## Testo fornito
Margareth Martino è madre di Mattia, un bambino con autismo di 5 anni e mezzo. «Mattia sta recuperando sotto tanti punti di vista ma mi rendo conto che quel meraviglioso recupero cozza con una società che non è pronta, che non conosce l’autismo, soprattutto quando si trova accanto l’autismo cosiddetto invisibile. Chi vive in questa condizione può certamente colmare la distanza da un comportamento neurotipico ma continua ad avere molte difficoltà oggettive e bisogno di un supporto». Considerando infatti «l’eterogeneità delle manifestazioni delle persone nello spettro dell’autismo, più del 95% ha difficoltà sensoriali con una mancata capacità di poter filtrare le informazioni esterne a differenza di una persona neurotipica. Da qui è nata l’idea di occuparci quantomeno degli ambienti che rappresentano una necessità quotidiana: supermercati e farmacie, parrucchieri, catene di abbigliamento, ristoratori e così via».
Chi ha aderito al progetto?

## Compito da svolgere
Trascrivi per intero il testo fornito, riproducendolo parola per parola.

Righe tratte da un dataset di puntamento
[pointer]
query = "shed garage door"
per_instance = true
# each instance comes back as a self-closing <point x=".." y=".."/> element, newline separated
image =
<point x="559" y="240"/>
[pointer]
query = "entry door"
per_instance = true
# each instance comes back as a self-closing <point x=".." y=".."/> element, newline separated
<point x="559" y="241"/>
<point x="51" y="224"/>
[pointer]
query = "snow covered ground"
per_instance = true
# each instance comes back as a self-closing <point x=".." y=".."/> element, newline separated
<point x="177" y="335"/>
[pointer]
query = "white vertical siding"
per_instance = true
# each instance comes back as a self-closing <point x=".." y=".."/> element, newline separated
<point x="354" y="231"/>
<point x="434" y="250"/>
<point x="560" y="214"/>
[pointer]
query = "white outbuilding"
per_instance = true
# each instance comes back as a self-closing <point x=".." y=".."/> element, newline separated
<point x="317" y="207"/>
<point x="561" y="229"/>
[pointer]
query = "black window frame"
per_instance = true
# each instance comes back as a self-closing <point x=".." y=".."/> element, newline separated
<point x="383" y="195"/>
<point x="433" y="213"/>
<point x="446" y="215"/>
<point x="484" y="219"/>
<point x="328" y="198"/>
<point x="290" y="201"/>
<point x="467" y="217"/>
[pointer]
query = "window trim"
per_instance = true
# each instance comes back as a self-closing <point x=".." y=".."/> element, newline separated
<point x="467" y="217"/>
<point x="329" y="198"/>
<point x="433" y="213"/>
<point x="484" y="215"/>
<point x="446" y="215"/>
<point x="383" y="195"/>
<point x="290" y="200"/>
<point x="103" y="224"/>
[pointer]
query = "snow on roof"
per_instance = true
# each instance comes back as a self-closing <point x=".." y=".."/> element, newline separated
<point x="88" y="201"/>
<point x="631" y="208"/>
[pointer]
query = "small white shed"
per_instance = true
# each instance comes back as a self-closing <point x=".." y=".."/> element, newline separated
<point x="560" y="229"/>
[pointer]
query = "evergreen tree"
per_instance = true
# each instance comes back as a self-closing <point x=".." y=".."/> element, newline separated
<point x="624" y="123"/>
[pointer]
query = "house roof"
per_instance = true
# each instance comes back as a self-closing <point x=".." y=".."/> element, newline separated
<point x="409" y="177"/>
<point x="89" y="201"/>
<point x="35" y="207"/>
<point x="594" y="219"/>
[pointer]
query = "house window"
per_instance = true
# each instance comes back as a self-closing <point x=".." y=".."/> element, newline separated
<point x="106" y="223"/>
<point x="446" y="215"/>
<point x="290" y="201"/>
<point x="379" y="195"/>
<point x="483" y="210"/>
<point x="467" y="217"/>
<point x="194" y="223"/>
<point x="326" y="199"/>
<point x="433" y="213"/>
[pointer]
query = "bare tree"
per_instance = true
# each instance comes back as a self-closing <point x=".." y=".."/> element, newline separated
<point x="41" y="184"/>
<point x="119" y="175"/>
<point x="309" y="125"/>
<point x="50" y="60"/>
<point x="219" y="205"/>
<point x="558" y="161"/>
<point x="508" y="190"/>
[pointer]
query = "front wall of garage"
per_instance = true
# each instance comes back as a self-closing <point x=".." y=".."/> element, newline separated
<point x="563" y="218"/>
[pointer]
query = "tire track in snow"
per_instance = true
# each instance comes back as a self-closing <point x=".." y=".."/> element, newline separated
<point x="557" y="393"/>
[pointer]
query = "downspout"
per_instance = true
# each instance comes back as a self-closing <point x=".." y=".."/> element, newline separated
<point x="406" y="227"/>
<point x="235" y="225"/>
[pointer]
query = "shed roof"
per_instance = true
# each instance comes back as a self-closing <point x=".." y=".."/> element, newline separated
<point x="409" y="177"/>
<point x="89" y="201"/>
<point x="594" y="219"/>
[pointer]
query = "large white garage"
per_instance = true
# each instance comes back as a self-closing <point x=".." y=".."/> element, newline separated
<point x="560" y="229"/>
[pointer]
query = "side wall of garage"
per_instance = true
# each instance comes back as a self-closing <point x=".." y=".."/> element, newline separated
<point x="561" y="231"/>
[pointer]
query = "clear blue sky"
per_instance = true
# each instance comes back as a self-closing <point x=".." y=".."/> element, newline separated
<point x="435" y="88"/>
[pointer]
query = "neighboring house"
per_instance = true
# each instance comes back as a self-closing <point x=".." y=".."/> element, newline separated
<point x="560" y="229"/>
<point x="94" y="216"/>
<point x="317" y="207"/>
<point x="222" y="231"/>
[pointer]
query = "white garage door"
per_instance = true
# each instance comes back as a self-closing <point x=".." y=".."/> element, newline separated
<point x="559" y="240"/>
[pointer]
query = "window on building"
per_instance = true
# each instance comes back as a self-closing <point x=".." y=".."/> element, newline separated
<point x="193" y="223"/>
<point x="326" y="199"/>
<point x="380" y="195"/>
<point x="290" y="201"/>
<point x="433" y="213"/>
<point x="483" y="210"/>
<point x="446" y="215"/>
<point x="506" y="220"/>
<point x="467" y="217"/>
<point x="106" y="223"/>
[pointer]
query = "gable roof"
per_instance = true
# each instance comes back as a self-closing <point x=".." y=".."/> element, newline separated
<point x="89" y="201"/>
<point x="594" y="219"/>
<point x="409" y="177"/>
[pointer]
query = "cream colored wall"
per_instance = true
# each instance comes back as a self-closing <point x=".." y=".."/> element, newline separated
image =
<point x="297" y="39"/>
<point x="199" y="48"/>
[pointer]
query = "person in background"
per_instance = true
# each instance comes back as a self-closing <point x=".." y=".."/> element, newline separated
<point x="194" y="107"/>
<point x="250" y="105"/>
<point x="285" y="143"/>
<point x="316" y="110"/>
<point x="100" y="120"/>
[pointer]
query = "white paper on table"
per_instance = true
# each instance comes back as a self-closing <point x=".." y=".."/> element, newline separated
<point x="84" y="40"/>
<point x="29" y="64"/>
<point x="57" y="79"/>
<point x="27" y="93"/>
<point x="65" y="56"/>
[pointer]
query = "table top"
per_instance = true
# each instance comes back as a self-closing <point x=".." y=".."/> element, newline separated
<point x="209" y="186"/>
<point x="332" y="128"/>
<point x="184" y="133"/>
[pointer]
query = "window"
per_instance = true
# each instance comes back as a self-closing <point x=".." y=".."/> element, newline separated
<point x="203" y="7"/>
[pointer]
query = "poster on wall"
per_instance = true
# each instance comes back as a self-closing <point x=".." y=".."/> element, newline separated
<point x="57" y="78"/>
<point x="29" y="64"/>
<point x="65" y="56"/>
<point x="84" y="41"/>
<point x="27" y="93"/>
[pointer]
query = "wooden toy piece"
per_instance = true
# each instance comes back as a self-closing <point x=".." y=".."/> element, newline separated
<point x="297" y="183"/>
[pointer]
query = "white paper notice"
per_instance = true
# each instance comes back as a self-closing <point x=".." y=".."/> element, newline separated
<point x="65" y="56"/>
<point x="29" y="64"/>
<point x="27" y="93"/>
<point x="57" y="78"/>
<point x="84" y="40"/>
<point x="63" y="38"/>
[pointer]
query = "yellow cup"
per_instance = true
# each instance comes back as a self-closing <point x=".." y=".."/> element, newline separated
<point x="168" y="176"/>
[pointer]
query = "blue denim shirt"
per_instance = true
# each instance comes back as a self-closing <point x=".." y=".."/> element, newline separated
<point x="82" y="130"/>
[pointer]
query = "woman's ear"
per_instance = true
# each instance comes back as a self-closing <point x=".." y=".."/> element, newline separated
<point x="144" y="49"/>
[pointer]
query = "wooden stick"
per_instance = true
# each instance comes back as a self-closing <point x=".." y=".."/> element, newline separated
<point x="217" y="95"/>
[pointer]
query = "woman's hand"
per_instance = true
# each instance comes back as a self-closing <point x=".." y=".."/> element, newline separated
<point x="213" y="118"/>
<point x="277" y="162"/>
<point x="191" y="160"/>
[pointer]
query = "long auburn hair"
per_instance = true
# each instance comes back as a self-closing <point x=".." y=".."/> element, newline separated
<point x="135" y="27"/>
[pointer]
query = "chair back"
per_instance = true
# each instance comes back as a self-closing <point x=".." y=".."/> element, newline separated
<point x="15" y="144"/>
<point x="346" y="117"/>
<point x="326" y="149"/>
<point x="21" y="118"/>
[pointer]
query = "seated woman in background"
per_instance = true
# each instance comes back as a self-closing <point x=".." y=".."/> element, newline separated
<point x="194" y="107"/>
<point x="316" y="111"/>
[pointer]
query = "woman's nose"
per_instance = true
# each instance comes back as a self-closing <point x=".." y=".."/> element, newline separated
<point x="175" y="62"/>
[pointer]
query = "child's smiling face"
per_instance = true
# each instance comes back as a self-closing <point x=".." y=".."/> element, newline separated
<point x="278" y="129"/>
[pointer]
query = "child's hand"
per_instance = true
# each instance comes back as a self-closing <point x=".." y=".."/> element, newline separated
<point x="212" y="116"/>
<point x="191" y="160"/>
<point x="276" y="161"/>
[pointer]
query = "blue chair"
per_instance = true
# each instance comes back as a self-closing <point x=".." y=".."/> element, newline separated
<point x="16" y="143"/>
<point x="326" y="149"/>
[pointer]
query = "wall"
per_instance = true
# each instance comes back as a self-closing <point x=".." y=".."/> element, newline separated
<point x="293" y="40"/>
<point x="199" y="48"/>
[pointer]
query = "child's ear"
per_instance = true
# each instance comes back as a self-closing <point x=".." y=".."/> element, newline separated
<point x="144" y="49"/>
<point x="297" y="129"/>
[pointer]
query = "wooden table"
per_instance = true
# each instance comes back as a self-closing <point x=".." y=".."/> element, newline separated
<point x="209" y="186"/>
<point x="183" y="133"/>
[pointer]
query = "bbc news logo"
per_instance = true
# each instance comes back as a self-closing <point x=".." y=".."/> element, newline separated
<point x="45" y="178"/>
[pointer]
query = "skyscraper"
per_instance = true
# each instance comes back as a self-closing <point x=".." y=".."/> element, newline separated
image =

## Soluzione del compito
Margareth Martino è madre di Mattia, un bambino con autismo di 5 anni e mezzo. «Mattia sta recuperando sotto tanti punti di vista ma mi rendo conto che quel meraviglioso recupero cozza con una società che non è pronta, che non conosce l’autismo, soprattutto quando si trova accanto l’autismo cosiddetto invisibile. Chi vive in questa condizione può certamente colmare la distanza da un comportamento neurotipico ma continua ad avere molte difficoltà oggettive e bisogno di un supporto». Considerando infatti «l’eterogeneità delle manifestazioni delle persone nello spettro dell’autismo, più del 95% ha difficoltà sensoriali con una mancata capacità di poter filtrare le informazioni esterne a differenza di una persona neurotipica. Da qui è nata l’idea di occuparci quantomeno degli ambienti che rappresentano una necessità quotidiana: supermercati e farmacie, parrucchieri, catene di abbigliamento, ristoratori e così via».
Chi ha aderito al progetto?